Place each line of the records below into a Markdown table with the columns Row and Line, numbering the rows in order. Omit blank lines and the pictures.

------ Dataset rows ------

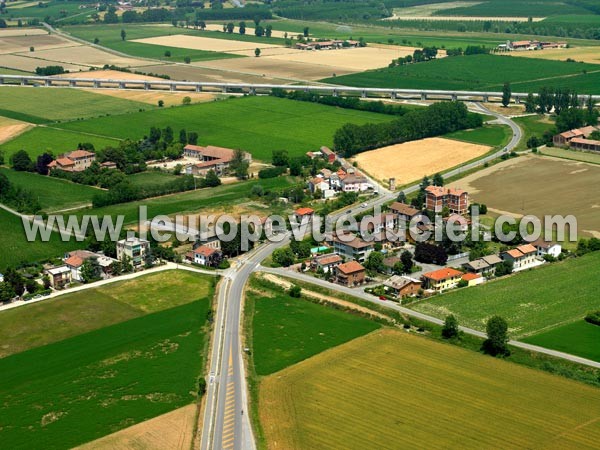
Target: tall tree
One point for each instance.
(506, 94)
(497, 342)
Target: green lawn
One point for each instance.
(15, 249)
(85, 387)
(53, 193)
(480, 72)
(530, 301)
(76, 313)
(152, 177)
(256, 124)
(41, 139)
(288, 330)
(492, 135)
(46, 105)
(579, 338)
(110, 36)
(192, 201)
(534, 125)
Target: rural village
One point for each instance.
(253, 225)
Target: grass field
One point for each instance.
(287, 330)
(152, 177)
(521, 186)
(480, 72)
(52, 193)
(391, 389)
(76, 313)
(530, 301)
(534, 125)
(110, 36)
(41, 105)
(256, 124)
(41, 139)
(192, 201)
(579, 338)
(15, 249)
(105, 380)
(492, 135)
(574, 155)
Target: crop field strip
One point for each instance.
(366, 393)
(530, 302)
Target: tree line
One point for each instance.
(437, 119)
(341, 102)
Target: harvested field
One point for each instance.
(10, 128)
(152, 97)
(171, 431)
(14, 44)
(584, 54)
(276, 68)
(192, 73)
(85, 55)
(521, 186)
(29, 63)
(202, 43)
(6, 32)
(391, 389)
(108, 75)
(411, 161)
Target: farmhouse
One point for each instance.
(326, 262)
(205, 256)
(75, 161)
(59, 276)
(133, 248)
(211, 158)
(402, 286)
(564, 139)
(547, 248)
(523, 257)
(350, 274)
(353, 247)
(441, 279)
(438, 197)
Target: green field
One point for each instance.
(287, 330)
(42, 138)
(534, 125)
(492, 135)
(575, 155)
(579, 338)
(52, 193)
(85, 387)
(480, 72)
(392, 389)
(530, 301)
(110, 36)
(192, 201)
(256, 124)
(151, 177)
(15, 249)
(45, 105)
(76, 313)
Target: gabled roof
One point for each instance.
(304, 211)
(442, 274)
(403, 208)
(350, 267)
(470, 276)
(526, 249)
(205, 251)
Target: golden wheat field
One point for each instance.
(392, 390)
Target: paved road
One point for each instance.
(359, 293)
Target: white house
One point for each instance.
(547, 248)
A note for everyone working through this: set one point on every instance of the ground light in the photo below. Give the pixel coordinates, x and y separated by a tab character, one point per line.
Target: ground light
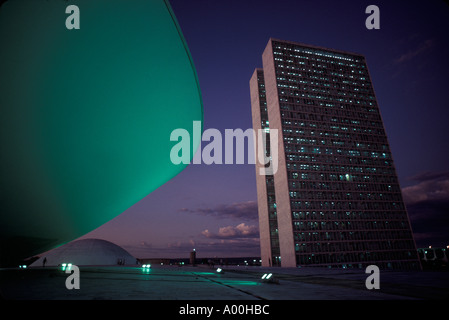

------

Written response:
| Row | Line |
|---|---|
| 1 | Target: tall tree |
| 2 | One point for each instance. |
| 3 | (506, 94) |
| 4 | (497, 342) |
| 5 | Target: green lawn |
| 6 | One point for each instance. |
| 7 | (15, 249) |
| 8 | (85, 387) |
| 9 | (53, 193) |
| 10 | (480, 72) |
| 11 | (530, 301) |
| 12 | (76, 313) |
| 13 | (152, 177) |
| 14 | (256, 124) |
| 15 | (41, 139) |
| 16 | (288, 330) |
| 17 | (492, 135) |
| 18 | (46, 105) |
| 19 | (579, 338) |
| 20 | (110, 36) |
| 21 | (192, 201) |
| 22 | (534, 125) |
| 23 | Target: rural village |
| 24 | One point for each instance. |
| 25 | (253, 225) |
| 26 | Target: grass field |
| 27 | One point for each instance. |
| 28 | (287, 330) |
| 29 | (152, 177) |
| 30 | (521, 186) |
| 31 | (480, 72) |
| 32 | (52, 193) |
| 33 | (391, 389) |
| 34 | (76, 313) |
| 35 | (530, 301) |
| 36 | (534, 125) |
| 37 | (110, 36) |
| 38 | (41, 105) |
| 39 | (256, 124) |
| 40 | (41, 139) |
| 41 | (192, 201) |
| 42 | (579, 338) |
| 43 | (15, 249) |
| 44 | (105, 380) |
| 45 | (492, 135) |
| 46 | (574, 155) |
| 47 | Target: crop field strip |
| 48 | One point for each instance. |
| 49 | (366, 393) |
| 50 | (530, 302) |
| 51 | Target: tree line |
| 52 | One point for each instance. |
| 53 | (437, 119) |
| 54 | (341, 102) |
| 55 | Target: harvested field |
| 56 | One point for each instance. |
| 57 | (10, 128) |
| 58 | (152, 97) |
| 59 | (171, 431) |
| 60 | (14, 44) |
| 61 | (584, 54) |
| 62 | (276, 68) |
| 63 | (192, 73) |
| 64 | (85, 55) |
| 65 | (521, 186) |
| 66 | (29, 63) |
| 67 | (202, 43) |
| 68 | (6, 32) |
| 69 | (391, 389) |
| 70 | (108, 75) |
| 71 | (411, 161) |
| 72 | Target: farmhouse |
| 73 | One point for each instance. |
| 74 | (326, 262) |
| 75 | (205, 256) |
| 76 | (75, 161) |
| 77 | (59, 276) |
| 78 | (133, 248) |
| 79 | (211, 158) |
| 80 | (402, 286) |
| 81 | (564, 139) |
| 82 | (547, 248) |
| 83 | (523, 257) |
| 84 | (350, 274) |
| 85 | (353, 247) |
| 86 | (441, 279) |
| 87 | (438, 197) |
| 88 | Target: green field |
| 89 | One point for each instance. |
| 90 | (287, 330) |
| 91 | (42, 138) |
| 92 | (534, 125) |
| 93 | (492, 135) |
| 94 | (575, 155) |
| 95 | (579, 338) |
| 96 | (52, 193) |
| 97 | (85, 387) |
| 98 | (480, 72) |
| 99 | (392, 389) |
| 100 | (530, 301) |
| 101 | (110, 36) |
| 102 | (192, 201) |
| 103 | (256, 124) |
| 104 | (151, 177) |
| 105 | (15, 249) |
| 106 | (45, 105) |
| 107 | (76, 313) |
| 108 | Target: gabled roof |
| 109 | One point for each instance. |
| 110 | (304, 211) |
| 111 | (442, 274) |
| 112 | (403, 208) |
| 113 | (350, 267) |
| 114 | (470, 276) |
| 115 | (526, 249) |
| 116 | (205, 251) |
| 117 | Target: golden wheat field |
| 118 | One point for each instance. |
| 119 | (392, 390) |
| 120 | Target: paved road |
| 121 | One point for each instance. |
| 122 | (359, 293) |
| 123 | Target: white house |
| 124 | One point for each instance. |
| 125 | (547, 248) |
| 126 | A note for everyone working through this: set one point on every instance of the ground light in the photo below. Give the pixel coordinates, x and y separated by a tab character, one point per line. |
| 127 | Target: ground light |